-- BEGIN --
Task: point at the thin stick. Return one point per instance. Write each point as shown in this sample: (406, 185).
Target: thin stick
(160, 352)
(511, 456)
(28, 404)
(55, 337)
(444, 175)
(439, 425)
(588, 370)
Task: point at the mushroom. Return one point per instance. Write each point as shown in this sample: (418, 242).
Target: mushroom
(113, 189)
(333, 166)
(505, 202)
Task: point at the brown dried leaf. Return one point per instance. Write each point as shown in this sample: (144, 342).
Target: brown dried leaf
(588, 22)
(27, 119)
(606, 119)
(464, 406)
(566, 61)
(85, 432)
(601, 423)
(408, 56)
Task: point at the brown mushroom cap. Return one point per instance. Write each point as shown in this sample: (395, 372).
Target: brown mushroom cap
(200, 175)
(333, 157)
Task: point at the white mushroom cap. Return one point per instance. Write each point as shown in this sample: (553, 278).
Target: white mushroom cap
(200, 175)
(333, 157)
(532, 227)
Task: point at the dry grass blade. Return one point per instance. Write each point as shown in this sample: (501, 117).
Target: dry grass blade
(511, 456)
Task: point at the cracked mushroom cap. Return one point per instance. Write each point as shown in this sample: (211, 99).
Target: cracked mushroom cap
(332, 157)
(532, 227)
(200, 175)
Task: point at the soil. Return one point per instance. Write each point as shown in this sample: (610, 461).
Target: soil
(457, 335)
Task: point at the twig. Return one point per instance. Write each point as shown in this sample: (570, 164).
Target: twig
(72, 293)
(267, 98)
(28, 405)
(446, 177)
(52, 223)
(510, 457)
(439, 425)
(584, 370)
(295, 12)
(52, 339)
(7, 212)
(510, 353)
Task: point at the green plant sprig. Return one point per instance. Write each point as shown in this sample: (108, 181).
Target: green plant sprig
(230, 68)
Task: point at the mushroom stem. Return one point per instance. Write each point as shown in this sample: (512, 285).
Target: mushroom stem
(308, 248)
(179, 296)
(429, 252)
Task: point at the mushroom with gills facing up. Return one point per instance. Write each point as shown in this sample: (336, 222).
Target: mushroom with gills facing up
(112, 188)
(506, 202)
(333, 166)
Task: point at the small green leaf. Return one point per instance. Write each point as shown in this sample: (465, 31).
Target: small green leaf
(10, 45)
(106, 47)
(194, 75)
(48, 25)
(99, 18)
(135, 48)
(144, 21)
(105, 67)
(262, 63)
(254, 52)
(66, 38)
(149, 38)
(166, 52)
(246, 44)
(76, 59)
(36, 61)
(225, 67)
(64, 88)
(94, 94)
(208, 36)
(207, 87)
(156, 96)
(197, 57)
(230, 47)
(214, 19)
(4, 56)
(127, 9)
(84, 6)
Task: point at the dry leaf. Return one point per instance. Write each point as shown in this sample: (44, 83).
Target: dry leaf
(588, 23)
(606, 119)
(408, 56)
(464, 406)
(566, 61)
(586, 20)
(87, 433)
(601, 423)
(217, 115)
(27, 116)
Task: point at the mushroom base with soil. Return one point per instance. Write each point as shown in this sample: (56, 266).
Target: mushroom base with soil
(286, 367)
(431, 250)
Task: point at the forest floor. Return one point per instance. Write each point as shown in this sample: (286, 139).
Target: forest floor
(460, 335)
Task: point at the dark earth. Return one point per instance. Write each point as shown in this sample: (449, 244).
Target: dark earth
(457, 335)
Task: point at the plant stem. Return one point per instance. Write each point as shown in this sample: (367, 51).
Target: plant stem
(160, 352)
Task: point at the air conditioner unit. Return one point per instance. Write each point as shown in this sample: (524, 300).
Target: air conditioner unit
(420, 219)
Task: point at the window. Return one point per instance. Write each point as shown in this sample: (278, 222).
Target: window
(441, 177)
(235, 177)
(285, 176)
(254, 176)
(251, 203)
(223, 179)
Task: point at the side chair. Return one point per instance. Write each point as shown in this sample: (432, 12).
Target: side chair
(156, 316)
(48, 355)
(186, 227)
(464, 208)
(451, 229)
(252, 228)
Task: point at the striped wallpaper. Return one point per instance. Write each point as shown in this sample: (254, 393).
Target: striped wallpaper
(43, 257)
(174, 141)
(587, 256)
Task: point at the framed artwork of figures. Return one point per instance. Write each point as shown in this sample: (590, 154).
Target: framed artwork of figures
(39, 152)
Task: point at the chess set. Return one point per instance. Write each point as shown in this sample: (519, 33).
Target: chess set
-- END --
Rewrite every line of the entries above as a Markdown table with two columns: Row for the line's number and Line for its text. Leave out any blank lines.

| Row | Line |
|---|---|
| 1 | Task: point at the thin stick. Return one point per instance. Write each point as shown in this sample: (406, 185). |
| 2 | Target: thin stick |
| 3 | (160, 352) |
| 4 | (511, 456) |
| 5 | (28, 404) |
| 6 | (55, 337) |
| 7 | (444, 175) |
| 8 | (439, 425) |
| 9 | (588, 370) |
| 10 | Task: point at the mushroom. Return one point per instance. Write each point as shown in this sample: (418, 242). |
| 11 | Target: mushroom |
| 12 | (113, 189) |
| 13 | (333, 166) |
| 14 | (505, 202) |
| 15 | Task: point at the brown dried leaf. Return one point per instance. Write each point as shown in this sample: (144, 342). |
| 16 | Target: brown dried leaf |
| 17 | (588, 22) |
| 18 | (27, 119) |
| 19 | (606, 119) |
| 20 | (464, 406) |
| 21 | (566, 61) |
| 22 | (85, 432) |
| 23 | (601, 423) |
| 24 | (408, 56) |
| 25 | Task: point at the brown mushroom cap. Return one point per instance. Write each point as shown in this sample: (395, 372). |
| 26 | Target: brown mushroom cap |
| 27 | (200, 175) |
| 28 | (333, 157) |
| 29 | Task: point at the white mushroom cap. Return one point per instance. Write each point as shown in this sample: (553, 278). |
| 30 | Target: white mushroom cap |
| 31 | (200, 175) |
| 32 | (333, 157) |
| 33 | (532, 227) |
| 34 | Task: point at the dry grass blade. Return one point per instance. Write each point as shown in this sample: (501, 117). |
| 35 | Target: dry grass blade |
| 36 | (511, 456) |
| 37 | Task: point at the cracked mushroom cap. Return one point per instance. Write each point as shown in this sample: (211, 99). |
| 38 | Target: cracked mushroom cap |
| 39 | (332, 157) |
| 40 | (532, 227) |
| 41 | (200, 175) |
| 42 | Task: point at the soil. Return one point per instance. Write each point as shown in this sample: (610, 461). |
| 43 | Target: soil |
| 44 | (457, 335) |
| 45 | Task: point at the twig. Return one point per instance. Write each point as shown in this sample: (570, 164). |
| 46 | Target: twig |
| 47 | (72, 293) |
| 48 | (267, 98) |
| 49 | (28, 405) |
| 50 | (446, 177) |
| 51 | (52, 223) |
| 52 | (510, 457) |
| 53 | (439, 425) |
| 54 | (584, 370) |
| 55 | (295, 12) |
| 56 | (52, 339) |
| 57 | (7, 212) |
| 58 | (510, 353) |
| 59 | Task: point at the green plant sprig. Return one point per instance. Write each point as shown in this sample: (108, 181). |
| 60 | Target: green plant sprig |
| 61 | (230, 68) |
| 62 | Task: point at the mushroom stem. Return one point per instance. Write each point as shown in this sample: (512, 285). |
| 63 | Target: mushroom stem |
| 64 | (308, 248) |
| 65 | (179, 296) |
| 66 | (429, 252) |
| 67 | Task: point at the mushroom with gills facing up. Return one point per instance. Write each point as shown in this sample: (336, 222). |
| 68 | Target: mushroom with gills facing up |
| 69 | (112, 188) |
| 70 | (506, 202) |
| 71 | (333, 166) |
| 72 | Task: point at the small green leaf. Return one point per instance. Write each point as shown in this sample: (465, 31). |
| 73 | Target: small green leaf |
| 74 | (10, 45) |
| 75 | (106, 47) |
| 76 | (194, 75) |
| 77 | (48, 25) |
| 78 | (99, 18) |
| 79 | (135, 48) |
| 80 | (144, 21) |
| 81 | (105, 67) |
| 82 | (262, 63) |
| 83 | (254, 52) |
| 84 | (66, 38) |
| 85 | (149, 38) |
| 86 | (166, 52) |
| 87 | (246, 44) |
| 88 | (76, 59) |
| 89 | (36, 61) |
| 90 | (225, 67) |
| 91 | (64, 88) |
| 92 | (94, 94) |
| 93 | (208, 36) |
| 94 | (207, 87) |
| 95 | (156, 96) |
| 96 | (197, 57) |
| 97 | (230, 47) |
| 98 | (214, 19) |
| 99 | (4, 56) |
| 100 | (127, 9) |
| 101 | (84, 6) |
| 102 | Task: point at the dry leaf. Return one point per instance. Write each point as shown in this sample: (44, 83). |
| 103 | Target: dry leaf |
| 104 | (588, 23) |
| 105 | (606, 119) |
| 106 | (408, 56) |
| 107 | (464, 406) |
| 108 | (566, 61) |
| 109 | (586, 20) |
| 110 | (87, 433) |
| 111 | (601, 423) |
| 112 | (217, 115) |
| 113 | (27, 116) |
| 114 | Task: point at the mushroom base with soil. Return one point per instance. Write each point as shown in this sample: (56, 266). |
| 115 | Target: mushroom base with soil |
| 116 | (286, 367) |
| 117 | (431, 250) |
| 118 | Task: point at the forest floor. Return one point per instance. Write each point as shown in this sample: (286, 139). |
| 119 | Target: forest floor |
| 120 | (460, 335) |
| 121 | Task: point at the dark earth. Return one point per instance. Write each point as shown in this sample: (449, 244). |
| 122 | Target: dark earth |
| 123 | (457, 335) |
| 124 | Task: point at the plant stem. Return one point per instance. Write each point as shown in this sample: (367, 51). |
| 125 | Target: plant stem |
| 126 | (160, 352) |
| 127 | Task: point at the air conditioner unit. Return one point per instance. Write each point as shown in this sample: (524, 300). |
| 128 | Target: air conditioner unit |
| 129 | (420, 219) |
| 130 | Task: point at the window. Return one point per instance. Write each point as shown in this sample: (278, 222). |
| 131 | Target: window |
| 132 | (441, 177) |
| 133 | (235, 177) |
| 134 | (285, 176) |
| 135 | (254, 176) |
| 136 | (251, 203) |
| 137 | (223, 179) |
| 138 | Task: point at the side chair. Return one point per instance. Write each point as shown in this sample: (432, 12). |
| 139 | Target: side chair |
| 140 | (156, 316) |
| 141 | (48, 355) |
| 142 | (186, 227) |
| 143 | (464, 208) |
| 144 | (451, 229) |
| 145 | (252, 228) |
| 146 | Task: point at the striped wallpaper. Return one point per instance. Write each point as shown in this sample: (254, 393). |
| 147 | Target: striped wallpaper |
| 148 | (43, 257) |
| 149 | (174, 141) |
| 150 | (587, 256) |
| 151 | Task: point at the framed artwork of figures. Return one point per instance. Write each point as shown in this sample: (590, 154). |
| 152 | Target: framed artwork of figures |
| 153 | (39, 152) |
| 154 | Task: point at the chess set. Return one point per instance. Write each point as shown in this sample: (519, 33). |
| 155 | Target: chess set |